## [Instruction]
Retype the passage below about the Teilhardina fossil word for word, from start to finish.

## [Excerpted passage]
==*==

The fossil of the earliest known
primate to have inhabited the North American continent - Teilhardina magnoliana
, dating 55 million years ago, was recently uncovered in the Gulf Coastal Plain
of Mississippi, according to a study led by Christopher
Beard, paleontologist at the Carnegie Museum of Natural History in Pittsburg,
Pennsylvania.
Although it is believed that primates
first appeared almost synchronously in Asia, Europe and North America, a
correlation using the global carbon isotope excursion (CIE) indicated that the
primates first migrated to North American before arriving to Europe from Asia.
The newly uncovered fossil is at
least 100,000 years older than similar primates, such as Teilhardina brandti
discovered in the Big Horn Basin of Wyoming or Teilhardina belgica discovered
in Belgium, and dates back shortly after the Paleocene-Eocene period, when the
earth was marked by a rapid and dramatic global warming phenomenon, known as
Paleocene-Eocene Thermal Maximum - PETM.
This is presumably the reason
why the small, one-ounce creature migrated from Asia to North America instead
of Europe. The high temperatures on Earth’s surface, the melting of ice caps
and the expansion of typical lush vegetation towards the North American continent,
which was then connected to Asia through a landmass, determined Teilhardina to
simply follow the line of vegetation.

==*==

## [Dataset extract]

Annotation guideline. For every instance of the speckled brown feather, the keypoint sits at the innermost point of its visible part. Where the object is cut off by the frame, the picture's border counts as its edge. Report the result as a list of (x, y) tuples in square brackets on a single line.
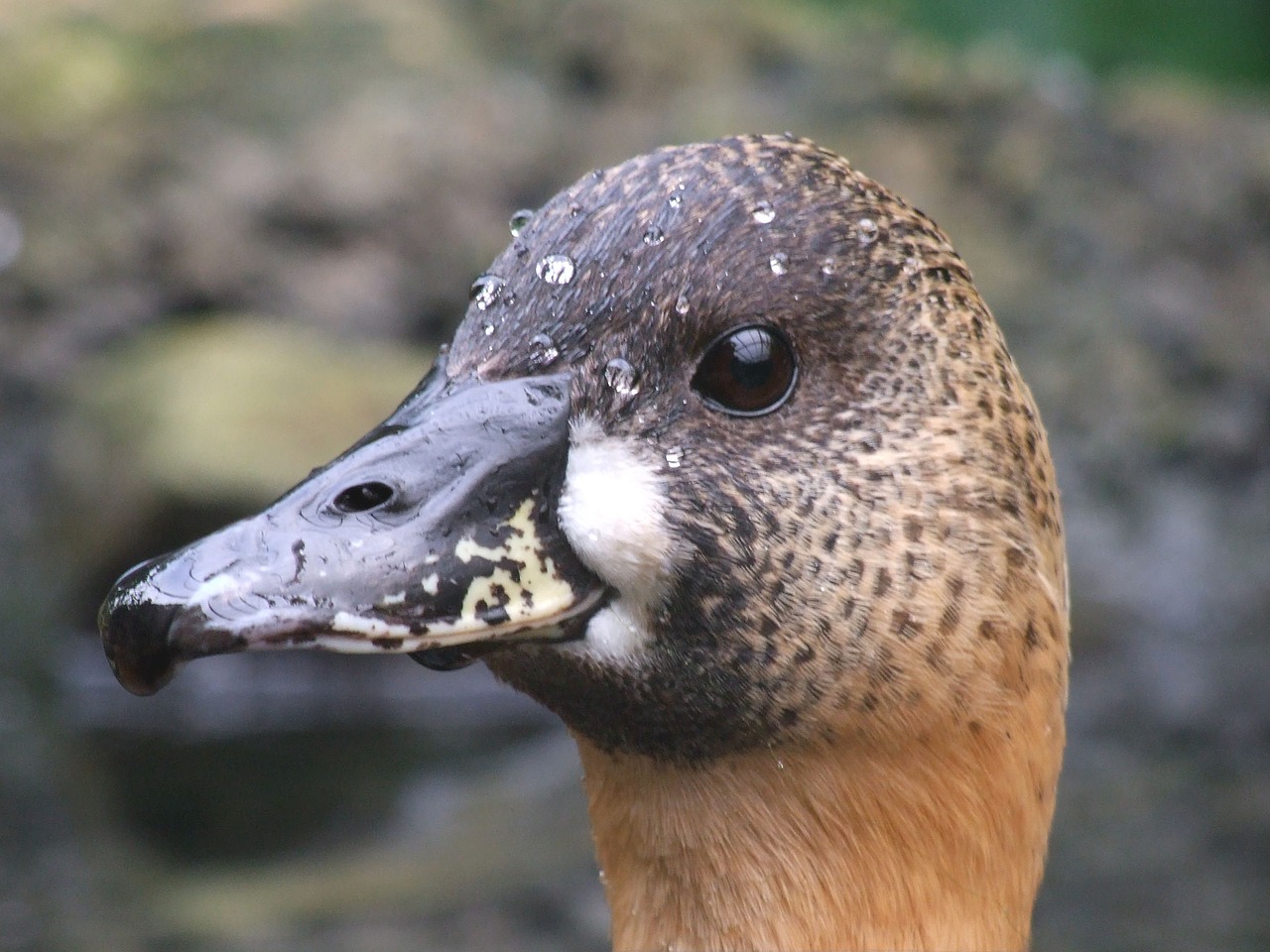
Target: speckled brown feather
[(847, 730)]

==*==

## [Answer to the exercise]
The fossil of the earliest known
primate to have inhabited the North American continent - Teilhardina magnoliana
, dating 55 million years ago, was recently uncovered in the Gulf Coastal Plain
of Mississippi, according to a study led by Christopher
Beard, paleontologist at the Carnegie Museum of Natural History in Pittsburg,
Pennsylvania.
Although it is believed that primates
first appeared almost synchronously in Asia, Europe and North America, a
correlation using the global carbon isotope excursion (CIE) indicated that the
primates first migrated to North American before arriving to Europe from Asia.
The newly uncovered fossil is at
least 100,000 years older than similar primates, such as Teilhardina brandti
discovered in the Big Horn Basin of Wyoming or Teilhardina belgica discovered
in Belgium, and dates back shortly after the Paleocene-Eocene period, when the
earth was marked by a rapid and dramatic global warming phenomenon, known as
Paleocene-Eocene Thermal Maximum - PETM.
This is presumably the reason
why the small, one-ounce creature migrated from Asia to North America instead
of Europe. The high temperatures on Earth’s surface, the melting of ice caps
and the expansion of typical lush vegetation towards the North American continent,
which was then connected to Asia through a landmass, determined Teilhardina to
simply follow the line of vegetation.